| About this task |
Your task is to copy every entry exactly.

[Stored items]

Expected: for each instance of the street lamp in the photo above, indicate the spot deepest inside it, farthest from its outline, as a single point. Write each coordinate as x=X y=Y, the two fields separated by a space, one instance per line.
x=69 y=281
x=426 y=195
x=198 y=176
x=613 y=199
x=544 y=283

| Response box |
Expected: for each instance of the street lamp in the photo above, indicate the spot deepest inside it, farthest from its outline, as a single point. Write each coordinate as x=X y=Y, the two fields separated by a space, one instance per line.
x=69 y=281
x=426 y=195
x=198 y=176
x=613 y=199
x=544 y=283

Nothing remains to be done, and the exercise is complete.